Exact retyping of the data: please keep every word and drop each picture.

■ **PROVIDED RECORDS**
⁂

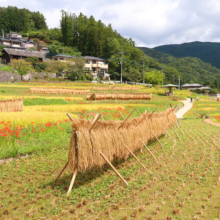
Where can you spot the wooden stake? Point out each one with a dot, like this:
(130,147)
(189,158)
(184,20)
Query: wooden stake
(69,116)
(72,182)
(175,132)
(148,150)
(179,128)
(122,115)
(109,163)
(97,116)
(167,133)
(157,139)
(61,171)
(126,119)
(138,112)
(136,158)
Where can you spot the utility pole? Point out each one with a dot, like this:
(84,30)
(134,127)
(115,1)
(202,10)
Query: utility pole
(121,64)
(143,70)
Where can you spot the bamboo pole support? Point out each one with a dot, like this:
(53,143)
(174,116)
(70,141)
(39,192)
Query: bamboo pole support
(122,115)
(148,110)
(175,132)
(97,116)
(109,163)
(136,158)
(179,128)
(167,133)
(61,171)
(148,150)
(72,182)
(69,116)
(138,112)
(158,109)
(157,139)
(126,119)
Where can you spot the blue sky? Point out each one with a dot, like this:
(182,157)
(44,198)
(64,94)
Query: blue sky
(148,22)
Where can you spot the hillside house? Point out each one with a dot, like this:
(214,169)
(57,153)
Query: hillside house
(9,54)
(15,41)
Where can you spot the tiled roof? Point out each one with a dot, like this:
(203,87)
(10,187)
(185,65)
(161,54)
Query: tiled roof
(23,53)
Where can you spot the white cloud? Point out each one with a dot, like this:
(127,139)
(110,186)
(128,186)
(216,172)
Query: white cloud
(148,22)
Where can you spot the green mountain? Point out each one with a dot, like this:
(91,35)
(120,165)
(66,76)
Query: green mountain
(206,51)
(193,69)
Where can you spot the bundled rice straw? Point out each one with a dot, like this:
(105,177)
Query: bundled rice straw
(105,137)
(126,88)
(59,91)
(121,96)
(11,105)
(101,88)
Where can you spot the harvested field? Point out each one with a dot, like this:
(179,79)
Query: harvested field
(59,91)
(127,88)
(120,96)
(101,88)
(109,138)
(10,105)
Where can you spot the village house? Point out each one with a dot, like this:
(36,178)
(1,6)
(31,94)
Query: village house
(15,41)
(9,54)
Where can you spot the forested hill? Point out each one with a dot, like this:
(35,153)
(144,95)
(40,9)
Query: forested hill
(206,51)
(20,20)
(193,69)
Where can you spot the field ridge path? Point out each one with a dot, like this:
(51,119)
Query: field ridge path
(187,106)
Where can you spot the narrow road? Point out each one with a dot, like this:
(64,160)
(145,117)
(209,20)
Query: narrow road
(187,106)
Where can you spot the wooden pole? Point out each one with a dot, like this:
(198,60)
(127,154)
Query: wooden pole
(138,112)
(109,163)
(69,116)
(97,116)
(157,139)
(136,158)
(72,182)
(179,128)
(122,115)
(175,132)
(126,119)
(148,150)
(61,171)
(167,133)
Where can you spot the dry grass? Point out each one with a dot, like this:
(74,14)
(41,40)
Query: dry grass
(109,138)
(120,96)
(59,91)
(11,105)
(126,88)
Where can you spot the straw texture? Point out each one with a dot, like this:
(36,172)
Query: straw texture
(11,105)
(126,88)
(59,91)
(105,137)
(120,96)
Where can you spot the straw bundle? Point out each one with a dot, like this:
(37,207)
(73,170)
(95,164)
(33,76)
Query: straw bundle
(120,96)
(106,137)
(126,88)
(11,105)
(101,88)
(59,91)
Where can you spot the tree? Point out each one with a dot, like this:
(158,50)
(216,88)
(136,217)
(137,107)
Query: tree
(154,77)
(22,67)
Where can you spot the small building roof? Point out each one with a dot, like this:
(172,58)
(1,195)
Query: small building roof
(191,85)
(62,55)
(93,58)
(21,53)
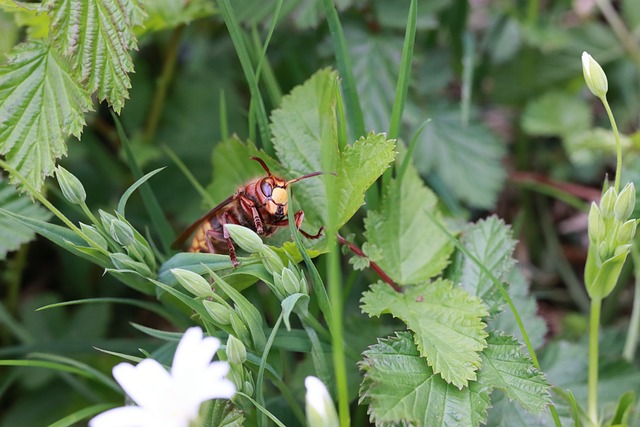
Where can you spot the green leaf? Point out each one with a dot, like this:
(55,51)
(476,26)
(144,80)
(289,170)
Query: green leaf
(163,14)
(401,389)
(40,105)
(12,234)
(446,321)
(96,36)
(402,240)
(490,242)
(556,113)
(304,130)
(467,158)
(506,367)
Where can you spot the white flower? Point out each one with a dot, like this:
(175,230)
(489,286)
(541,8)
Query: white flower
(173,399)
(320,409)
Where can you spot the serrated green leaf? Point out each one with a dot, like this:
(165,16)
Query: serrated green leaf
(40,105)
(407,245)
(490,242)
(12,233)
(302,127)
(162,14)
(401,389)
(467,158)
(96,36)
(556,113)
(447,323)
(506,367)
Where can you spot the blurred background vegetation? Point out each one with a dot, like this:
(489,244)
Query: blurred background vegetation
(512,130)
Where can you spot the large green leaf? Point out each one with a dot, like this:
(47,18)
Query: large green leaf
(490,242)
(305,133)
(40,105)
(12,234)
(96,36)
(506,367)
(466,157)
(401,238)
(446,320)
(401,389)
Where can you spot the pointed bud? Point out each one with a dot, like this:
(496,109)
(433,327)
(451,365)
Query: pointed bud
(220,313)
(594,76)
(92,233)
(626,232)
(607,203)
(247,239)
(319,406)
(236,351)
(595,225)
(625,202)
(193,282)
(121,232)
(72,188)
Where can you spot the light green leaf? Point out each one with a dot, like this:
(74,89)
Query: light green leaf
(12,233)
(506,367)
(556,113)
(162,14)
(40,105)
(403,240)
(96,36)
(490,242)
(401,389)
(527,310)
(446,321)
(466,158)
(304,130)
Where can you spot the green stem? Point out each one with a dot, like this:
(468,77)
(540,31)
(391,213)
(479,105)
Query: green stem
(168,68)
(618,144)
(631,342)
(594,325)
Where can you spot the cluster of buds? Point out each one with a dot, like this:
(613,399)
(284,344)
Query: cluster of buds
(611,232)
(286,280)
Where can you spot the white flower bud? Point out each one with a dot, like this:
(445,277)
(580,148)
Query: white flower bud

⁂

■ **TASK ANSWER**
Where can you spot the wooden stake? Point out each one with a dot, like this:
(130,147)
(189,158)
(184,20)
Query: wooden stake
(69,116)
(72,182)
(175,132)
(148,150)
(179,128)
(122,115)
(109,163)
(97,116)
(167,133)
(157,139)
(61,171)
(126,119)
(138,112)
(136,158)
Where can you spot the utility pole? Point out each one with a dot, like this:
(84,30)
(134,127)
(115,1)
(202,10)
Query: utility pole
(121,64)
(143,70)
Where can you spot the bamboo pole support? Point out each one with a dot, like this:
(53,143)
(174,116)
(70,141)
(39,192)
Query: bamboo pole support
(122,115)
(148,110)
(175,132)
(97,116)
(109,163)
(136,158)
(179,128)
(167,133)
(61,171)
(148,150)
(72,182)
(69,116)
(138,112)
(158,109)
(157,139)
(126,119)
Where can you spot the blue sky? Point out each one with a dot, like this:
(182,157)
(44,198)
(64,94)
Query: blue sky
(148,22)
Where can you spot the hillside house? Point out each one with a dot, like this:
(214,169)
(57,153)
Query: hillside house
(9,54)
(15,41)
Where can you spot the tiled roof? Point out each one with a dot, like this:
(203,87)
(10,187)
(185,65)
(161,54)
Query: tiled roof
(23,53)
Where can you spot the white cloud? Point out each one with a dot, like this:
(127,139)
(110,186)
(128,186)
(216,172)
Query: white cloud
(148,22)
Where can you spot the green mountain? Point out each one with a dot, like this:
(91,35)
(120,165)
(66,76)
Query: green mountain
(206,51)
(193,69)
Where can you spot the bundled rice straw? Point out each one with a dot, like this:
(105,177)
Query: bundled rice straw
(105,137)
(126,88)
(59,91)
(121,96)
(11,105)
(101,88)
Where can you spot the harvested field? Point out each one with a dot, like this:
(179,79)
Query: harvested field
(59,91)
(127,88)
(120,96)
(101,88)
(109,138)
(10,105)
Where can you spot the village house? Point out each one with a dot, like this:
(36,178)
(1,6)
(31,94)
Query: village house
(15,41)
(9,54)
Where can you spot the forested hill? Point out each one with a dot, like this:
(35,153)
(144,95)
(40,9)
Query: forested hill
(206,51)
(20,20)
(193,69)
Where can you spot the field ridge path? Point out each one with a dot, like this:
(51,119)
Query: field ridge path
(187,106)
Where can you spot the narrow road? Point out each one with a dot, like this:
(64,160)
(145,117)
(209,20)
Query: narrow road
(187,106)
Where can you spot the wooden pole? Point out each one with a dot, like this:
(198,60)
(127,154)
Query: wooden pole
(138,112)
(109,163)
(69,116)
(97,116)
(157,139)
(136,158)
(72,182)
(179,128)
(122,115)
(175,132)
(126,119)
(148,150)
(61,171)
(167,133)
Where can you spot the dry grass? Point out each one with a dot, like this:
(74,14)
(41,40)
Query: dry grass
(109,138)
(120,96)
(59,91)
(11,105)
(126,88)
Where can you spot the straw texture? Point out each one with a dot, like this:
(36,172)
Query: straw texture
(11,105)
(126,88)
(59,91)
(105,137)
(120,96)
Where can you spot the straw bundle? Point out each one with a dot, like this:
(37,207)
(73,170)
(95,164)
(33,76)
Query: straw bundle
(120,96)
(106,137)
(126,88)
(11,105)
(101,88)
(59,91)
Where can you spot the tree? Point out each one with a dot, like this:
(158,50)
(216,88)
(136,217)
(137,107)
Query: tree
(154,77)
(22,67)
Where can you spot the small building roof? Point out each one with a dot, like this:
(172,58)
(1,195)
Query: small building roof
(191,85)
(62,55)
(93,58)
(21,53)
Where can you spot the green leaf? Point out each one with a dot, like this:
(55,51)
(476,26)
(144,80)
(289,170)
Query: green leaf
(163,14)
(401,389)
(40,105)
(12,234)
(446,321)
(96,36)
(402,240)
(490,242)
(556,113)
(304,130)
(467,158)
(506,367)
Where can you spot the white flower? Point out each one with a dot, like this:
(175,230)
(489,286)
(541,8)
Query: white flower
(173,399)
(320,409)
Where can you spot the serrated green leaf? Point out each one with a dot, like this:
(165,16)
Query: serrated green leaf
(40,105)
(407,245)
(490,242)
(12,233)
(302,127)
(162,14)
(401,389)
(467,158)
(96,36)
(556,113)
(447,323)
(506,367)
Where can you spot the blurred background vegetation? Point out each one with a dot, like this:
(489,244)
Query: blurred background vegetation
(512,130)
Where can you spot the large green leaf? Point out each one with a dot, like this:
(47,18)
Query: large green leaf
(490,242)
(305,133)
(40,105)
(12,234)
(96,36)
(506,367)
(466,157)
(401,238)
(446,320)
(401,389)
Where can you spot the pointed bud? Point out each one with a dot, like this:
(496,109)
(433,327)
(451,365)
Query: pointed bud
(220,313)
(594,76)
(92,233)
(626,232)
(607,203)
(247,239)
(319,406)
(236,351)
(595,225)
(625,202)
(193,282)
(121,232)
(72,188)
Where can you spot the light green leaf? Point out each one with a dot, like this:
(74,89)
Query: light green leaf
(12,233)
(506,367)
(556,113)
(162,14)
(40,105)
(403,240)
(96,36)
(490,242)
(401,389)
(527,310)
(446,321)
(466,158)
(304,130)
Where can you spot the green stem? Point out each one with a dot, like this:
(468,77)
(540,31)
(391,213)
(479,105)
Query: green stem
(168,68)
(618,144)
(631,342)
(594,325)
Where can you spot the cluster of buds? Point out each one with a dot, like this:
(613,399)
(284,344)
Query: cluster of buds
(611,232)
(286,280)
Where can you spot the white flower bud? Point out each one with a dot, like this:
(445,277)
(580,148)
Query: white flower bud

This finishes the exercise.